_Exercice_.
Recopiez intégralement et à l'identique le texte extrait ci-dessous, consacré à la commune et aux constitutions urbaines.
━━━ Texte extrait ━━━
Quand bien même d’ailleurs on persisterait à regarder la commune comme une Schutzgilde, il resterait encore à démontrer que la commune a produit les constitutions urbaines[2]. Sans doute, l’association jurée de la bourgeoisie a été un facteur considérable de la formation des villes. Et l’on peut dire que, si en France on lui a souvent attribué une importance excessive, en Allemagne, au contraire, on ne l’a pas, en général, appréciée à sa juste valeur[3]. C’est elle qui a achevé la ville : elle a réuni en un seul corps les divers groupes dont se compose la population, elle a étendu à tous les habitants la même condition juridique et les a placés sous le même droit. Mais ce n’est pas elle qui peut expliquer la naissance de la coutume urbaine, la compétence de la juridiction municipale et les privilèges de la ville[4]. Ceux-ci sont antérieurs à la commune et, par conséquent, indépendants d’elle[5]. Il est vrai qu’en France et dans les Pays-Bas la com-

  1. Cf. par exemple la charte de Saint-Omer (Giry, Histoire de la ville de Saint-Omer, p. 371) et les statuts de la hanse de la même ville (Ibid., p. 413). Quant aux bourgeois, ils s’appellent jurati, conjurati, homines pacis, et à Aire amici ; les membres de la gilde portent le nom de fratres, confratres, guldebroeders, confrères.
━━━ Segment de données ━━━
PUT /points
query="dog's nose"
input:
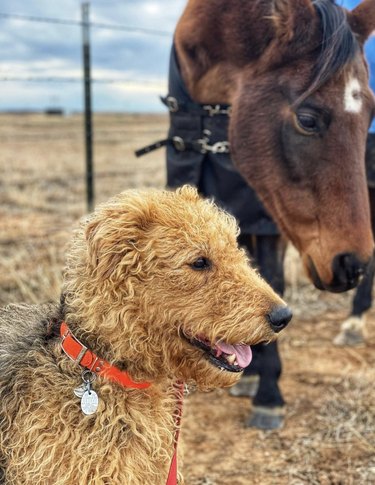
━━━
_Réponse à l'exercice_.
Quand bien même d’ailleurs on persisterait à regarder la commune comme une Schutzgilde, il resterait encore à démontrer que la commune a produit les constitutions urbaines[2]. Sans doute, l’association jurée de la bourgeoisie a été un facteur considérable de la formation des villes. Et l’on peut dire que, si en France on lui a souvent attribué une importance excessive, en Allemagne, au contraire, on ne l’a pas, en général, appréciée à sa juste valeur[3]. C’est elle qui a achevé la ville : elle a réuni en un seul corps les divers groupes dont se compose la population, elle a étendu à tous les habitants la même condition juridique et les a placés sous le même droit. Mais ce n’est pas elle qui peut expliquer la naissance de la coutume urbaine, la compétence de la juridiction municipale et les privilèges de la ville[4]. Ceux-ci sont antérieurs à la commune et, par conséquent, indépendants d’elle[5]. Il est vrai qu’en France et dans les Pays-Bas la com-

  1. Cf. par exemple la charte de Saint-Omer (Giry, Histoire de la ville de Saint-Omer, p. 371) et les statuts de la hanse de la même ville (Ibid., p. 413). Quant aux bourgeois, ils s’appellent jurati, conjurati, homines pacis, et à Aire amici ; les membres de la gilde portent le nom de fratres, confratres, guldebroeders, confrères.